(Task statement) Repeat every entry in the listing below, exactly.

(Data for processing)
_____
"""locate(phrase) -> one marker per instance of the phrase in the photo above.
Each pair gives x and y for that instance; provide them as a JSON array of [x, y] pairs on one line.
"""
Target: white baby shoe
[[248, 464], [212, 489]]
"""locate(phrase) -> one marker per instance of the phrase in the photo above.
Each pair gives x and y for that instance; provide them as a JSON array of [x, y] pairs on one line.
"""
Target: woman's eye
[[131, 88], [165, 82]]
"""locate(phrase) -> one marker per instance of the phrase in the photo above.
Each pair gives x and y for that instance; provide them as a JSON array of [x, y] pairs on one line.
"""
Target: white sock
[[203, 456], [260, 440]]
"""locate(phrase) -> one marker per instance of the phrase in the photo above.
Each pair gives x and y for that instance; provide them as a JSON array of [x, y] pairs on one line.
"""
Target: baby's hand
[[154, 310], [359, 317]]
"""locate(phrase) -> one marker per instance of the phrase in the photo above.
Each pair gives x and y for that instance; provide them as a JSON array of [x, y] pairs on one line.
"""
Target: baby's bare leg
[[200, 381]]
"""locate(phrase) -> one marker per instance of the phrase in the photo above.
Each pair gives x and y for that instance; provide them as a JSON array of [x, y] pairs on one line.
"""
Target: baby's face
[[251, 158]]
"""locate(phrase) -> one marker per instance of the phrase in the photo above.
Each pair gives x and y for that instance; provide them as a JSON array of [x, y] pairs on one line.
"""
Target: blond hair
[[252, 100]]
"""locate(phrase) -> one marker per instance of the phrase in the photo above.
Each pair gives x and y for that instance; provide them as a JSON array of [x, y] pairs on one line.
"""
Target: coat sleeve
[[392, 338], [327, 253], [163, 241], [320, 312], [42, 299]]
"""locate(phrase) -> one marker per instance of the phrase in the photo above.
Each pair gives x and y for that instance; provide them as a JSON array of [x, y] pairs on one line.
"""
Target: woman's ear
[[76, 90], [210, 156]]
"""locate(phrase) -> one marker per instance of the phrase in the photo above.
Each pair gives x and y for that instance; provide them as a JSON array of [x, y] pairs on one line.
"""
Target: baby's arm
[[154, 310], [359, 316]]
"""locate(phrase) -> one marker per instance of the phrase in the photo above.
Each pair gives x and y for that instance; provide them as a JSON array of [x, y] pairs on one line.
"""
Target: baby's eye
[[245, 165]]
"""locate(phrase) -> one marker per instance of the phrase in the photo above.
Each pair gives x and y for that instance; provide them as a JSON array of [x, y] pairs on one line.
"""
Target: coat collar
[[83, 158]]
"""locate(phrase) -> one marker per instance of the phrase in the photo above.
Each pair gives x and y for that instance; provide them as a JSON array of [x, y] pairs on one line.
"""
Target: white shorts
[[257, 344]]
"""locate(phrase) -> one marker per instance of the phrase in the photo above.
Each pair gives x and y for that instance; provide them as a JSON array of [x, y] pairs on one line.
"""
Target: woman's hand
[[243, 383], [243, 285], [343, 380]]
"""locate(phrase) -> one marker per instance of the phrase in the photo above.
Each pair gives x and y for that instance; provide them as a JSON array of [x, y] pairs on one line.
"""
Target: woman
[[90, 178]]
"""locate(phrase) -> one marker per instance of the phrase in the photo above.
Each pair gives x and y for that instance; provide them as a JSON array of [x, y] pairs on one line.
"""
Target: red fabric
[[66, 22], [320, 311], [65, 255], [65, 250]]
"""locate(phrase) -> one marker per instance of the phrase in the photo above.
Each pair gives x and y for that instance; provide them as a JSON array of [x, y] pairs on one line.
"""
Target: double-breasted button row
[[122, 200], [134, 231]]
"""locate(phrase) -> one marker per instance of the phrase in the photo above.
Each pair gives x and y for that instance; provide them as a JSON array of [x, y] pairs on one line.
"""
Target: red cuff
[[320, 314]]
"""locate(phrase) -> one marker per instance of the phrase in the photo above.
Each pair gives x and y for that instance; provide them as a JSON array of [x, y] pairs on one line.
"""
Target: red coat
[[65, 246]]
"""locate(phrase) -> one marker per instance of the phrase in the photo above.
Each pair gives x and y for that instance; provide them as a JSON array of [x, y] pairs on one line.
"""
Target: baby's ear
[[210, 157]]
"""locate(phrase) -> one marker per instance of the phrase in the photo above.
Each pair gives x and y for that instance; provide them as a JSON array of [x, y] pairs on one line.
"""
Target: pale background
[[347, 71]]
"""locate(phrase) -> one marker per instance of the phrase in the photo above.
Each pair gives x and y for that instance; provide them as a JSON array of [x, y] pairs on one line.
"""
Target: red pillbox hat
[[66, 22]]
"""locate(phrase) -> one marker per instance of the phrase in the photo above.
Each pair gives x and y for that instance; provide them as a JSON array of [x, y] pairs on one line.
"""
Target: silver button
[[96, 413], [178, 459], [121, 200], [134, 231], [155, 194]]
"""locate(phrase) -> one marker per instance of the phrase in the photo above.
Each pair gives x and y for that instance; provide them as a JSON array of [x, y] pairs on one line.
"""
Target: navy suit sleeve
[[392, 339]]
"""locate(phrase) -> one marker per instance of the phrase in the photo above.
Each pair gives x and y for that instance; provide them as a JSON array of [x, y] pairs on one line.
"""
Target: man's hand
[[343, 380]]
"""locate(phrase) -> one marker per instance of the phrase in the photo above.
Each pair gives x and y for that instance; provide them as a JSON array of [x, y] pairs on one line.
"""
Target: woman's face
_____
(Response area)
"""locate(phrase) -> one marker per instance of the phrase in the photo above.
Each pair gives x and y for that instance; provide them as a JSON array of [x, y] pairs on one line.
"""
Target: white baby shoe
[[248, 464], [212, 489]]
"""locate(phrase) -> one marker per instance of the phrase in the photo above.
Each pair gives x and y for that instance; provide them as a JSON array of [x, y] pairs on one line.
"""
Target: woman's eye
[[131, 88], [165, 82]]
"""locate(phrase) -> one marker per instance of the phrase in the photo above.
Each pair gives x and y for that instance; provide them as a JSON array of [x, y] pairs on one line.
"""
Target: white sock
[[203, 456], [260, 440]]
"""locate(phrase) -> one marker per instance of the phrase in the photo above.
Each pair gives x and y for that instance; provide them as a JSON array of [x, y] pairs on one line.
"""
Target: baby's hand
[[154, 310], [359, 317]]
"""locate(phrase) -> one marker per instance of the phrase in the photo above.
Each pair gives x and y for that instance; provide them as a JSON array of [x, y] pairs on one line.
"""
Target: baby's bare leg
[[200, 381]]
"""locate(phrase) -> one marker per instance of the phrase in the photo above.
Each pair gives x and y for that instance; provide them as a JSON array of [x, y] pairs on one line.
"""
Target: baby's face
[[251, 158]]
"""locate(phrase) -> one marker per instance of the phrase in the photo above.
Each pair gives x and y for that instance; provide them as a JSON array of [x, y] pairs on one line.
"""
Target: blond hair
[[252, 100]]
"""locate(phrase) -> one marker per instance of the phrase in the photo above.
Each pair gives x and y for that instance; provide them as a JSON array of [x, y] pairs on one line.
"""
Target: coat sleeve
[[392, 338], [327, 253], [163, 241], [320, 312], [42, 299]]
"""locate(phrase) -> one marker per instance of the phrase in the photo above.
Each pair gives x and y for that instance; provide them as a JSON array of [x, y] pairs on one line.
"""
Target: woman's ear
[[76, 90], [210, 156]]
"""locate(phrase) -> one marker per instance of the phrase in the photo above.
Each pair gives x and y for that instance; provide them as a JSON array of [x, y] pairs on one line.
"""
Target: baby's arm
[[154, 310], [359, 316]]
"""locate(phrase) -> one marker per instance of the phrase in the photo above.
Each pair gives x and y for that instance; provide them as a JSON array of [x, y] pairs on one line.
"""
Target: baby's eye
[[245, 165]]
"""locate(phrase) -> one marker per instance of the phrase in the photo above.
Each pair gives x and y for that instance; provide them as a JSON array of [x, y] pairs on one line.
"""
Target: coat collar
[[83, 158]]
"""locate(phrase) -> one marker per instance of the phrase in the photo above.
Each pair gives x and y for that instance; provide them as a JSON array of [x, y] pairs on one line.
"""
Target: white shorts
[[257, 344]]
"""locate(phrase) -> one marker per instance of the phrase in the photo above.
Each pair gives x and y for that instance; provide them as a JSON array of [x, y] pairs on one line.
"""
Target: woman's hand
[[243, 383], [243, 285], [343, 380]]
"""locate(phrase) -> one marker per instance of the phrase in the photo above.
Each pair gives x and y for that instance; provide them as a JSON array of [x, y] pairs on one line.
"""
Target: woman
[[90, 178]]
"""locate(phrase) -> one marker per instance of the phrase in the photo above.
Each pair gives x and y for that instance; provide them as a JSON array of [x, y] pairs on one line.
"""
Target: red fabric
[[66, 22], [320, 311], [65, 255], [65, 250]]
"""locate(phrase) -> one marker per instance of the phrase in the photo above.
Each pair gives x and y for that instance; provide them as a JSON array of [x, y] pairs on one line.
"""
Target: double-breasted button row
[[122, 200], [134, 231]]
"""locate(phrase) -> one marker per instance of the phrase in the photo above.
Each pair gives x and y for that instance; provide them as a JSON array of [x, y] pairs on one line.
"""
Target: red cuff
[[320, 314]]
"""locate(phrase) -> one marker per instance of the phrase in the photo above.
Each pair gives x and y for that instance; provide them as a JSON array of [x, y] pairs on one line.
"""
Target: red coat
[[65, 246]]
"""locate(phrase) -> one marker per instance of the phrase in the photo above.
Each pair gives x and y for that instance; provide them as a JSON array of [x, y] pairs on one line.
"""
Target: baby's ear
[[210, 157]]
"""locate(phrase) -> one marker per instance of the phrase in the photo above.
Each pair gives x and y for that instance; provide them as a JSON array of [x, y] pairs on one line.
"""
Target: pale background
[[347, 71]]
"""locate(phrase) -> one marker per instance of the phrase in the photo above.
Each pair gives x and y for that instance; provide them as a JSON array of [x, y] pairs on one line.
"""
Target: red pillbox hat
[[66, 22]]
"""locate(phrase) -> one marker per instance of the phrase in the photo above.
Each pair gives x and y for that instance; provide them as a JSON array of [x, y] pairs on one line.
"""
Target: silver button
[[96, 413], [178, 459], [121, 200], [134, 231], [155, 194]]
"""locate(phrase) -> one marker per instance of the phrase in the photo above.
Each pair gives x and y for that instance; provide them as a JSON array of [x, y] pairs on one line.
"""
Target: navy suit sleeve
[[392, 339]]
"""locate(phrase) -> one marker per instance of the phrase in the photo above.
Each pair gives x and y for that instance; provide them as a JSON array of [x, y] pairs on one line.
"""
Target: man's hand
[[343, 380]]
"""locate(phrase) -> one marker per instance of the phrase in the photo above.
Each pair gives x and y for that instance; provide them as a JSON array of [x, y] pairs on one line.
"""
Target: woman's face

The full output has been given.